>>>>>
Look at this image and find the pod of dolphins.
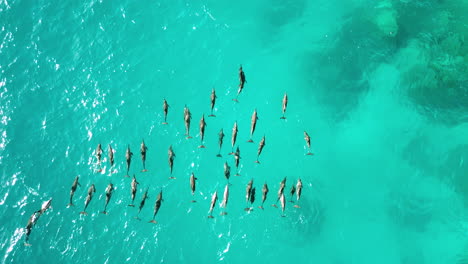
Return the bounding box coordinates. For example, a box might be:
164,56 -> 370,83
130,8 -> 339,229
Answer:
23,66 -> 314,246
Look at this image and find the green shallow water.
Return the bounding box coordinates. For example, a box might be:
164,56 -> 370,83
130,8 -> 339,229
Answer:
1,0 -> 468,263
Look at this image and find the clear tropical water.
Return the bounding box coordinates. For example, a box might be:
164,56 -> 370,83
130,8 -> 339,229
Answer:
1,0 -> 468,263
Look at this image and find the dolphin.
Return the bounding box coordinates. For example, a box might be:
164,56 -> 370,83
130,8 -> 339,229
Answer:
304,131 -> 313,155
280,192 -> 286,217
229,122 -> 238,154
80,184 -> 96,215
220,184 -> 229,216
199,114 -> 206,148
96,144 -> 103,172
289,185 -> 296,203
244,179 -> 253,211
135,188 -> 149,220
233,65 -> 246,102
149,190 -> 163,224
125,145 -> 133,177
259,183 -> 268,209
273,177 -> 286,208
255,135 -> 265,164
168,145 -> 176,179
68,176 -> 81,206
24,210 -> 41,246
247,109 -> 258,143
140,140 -> 148,172
190,173 -> 197,202
208,190 -> 218,218
102,183 -> 114,214
128,174 -> 139,207
250,187 -> 256,207
184,105 -> 192,139
108,144 -> 114,174
234,146 -> 241,176
209,88 -> 217,117
162,99 -> 169,124
216,128 -> 224,157
280,93 -> 288,119
224,162 -> 231,183
294,179 -> 303,208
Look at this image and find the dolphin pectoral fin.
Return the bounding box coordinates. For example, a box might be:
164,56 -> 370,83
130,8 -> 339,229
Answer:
149,220 -> 157,224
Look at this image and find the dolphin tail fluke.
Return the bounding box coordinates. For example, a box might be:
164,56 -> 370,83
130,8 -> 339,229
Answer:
141,169 -> 148,172
281,214 -> 286,218
244,207 -> 252,212
247,139 -> 253,143
232,98 -> 239,103
198,145 -> 206,148
254,160 -> 260,164
272,204 -> 278,208
149,220 -> 157,224
186,135 -> 192,139
162,122 -> 168,125
220,212 -> 228,216
102,211 -> 107,215
80,211 -> 88,215
128,204 -> 135,207
134,216 -> 141,221
207,215 -> 215,219
208,114 -> 216,117
293,205 -> 301,208
216,153 -> 222,157
191,200 -> 197,203
258,206 -> 264,210
67,203 -> 74,207
168,176 -> 176,180
280,116 -> 286,120
306,152 -> 314,156
24,242 -> 32,247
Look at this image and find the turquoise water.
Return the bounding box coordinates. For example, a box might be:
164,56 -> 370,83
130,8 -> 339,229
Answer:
1,0 -> 468,263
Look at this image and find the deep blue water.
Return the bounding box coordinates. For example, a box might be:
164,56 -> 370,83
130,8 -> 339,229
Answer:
1,0 -> 468,263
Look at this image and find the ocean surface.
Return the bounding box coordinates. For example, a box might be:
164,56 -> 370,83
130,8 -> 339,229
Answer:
1,0 -> 468,263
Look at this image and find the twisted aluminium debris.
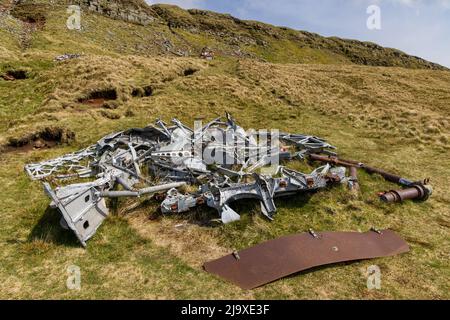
<<<<<
Return each line from the material that includes the string "find".

Look at this image and find the pod of dolphins.
Look at this image and find the green shallow water.
Look at this image and find the clear tropical water.
Look at this image and find the dolphin.
Look at this image and find the dolphin pectoral fin.
Look at this image and find the dolphin tail fluke.
Look at this image and find the turquoise water.
Look at this image and find the deep blue water.
Look at this image and find the ocean surface.
Look at this image and find the twisted aluminium debris.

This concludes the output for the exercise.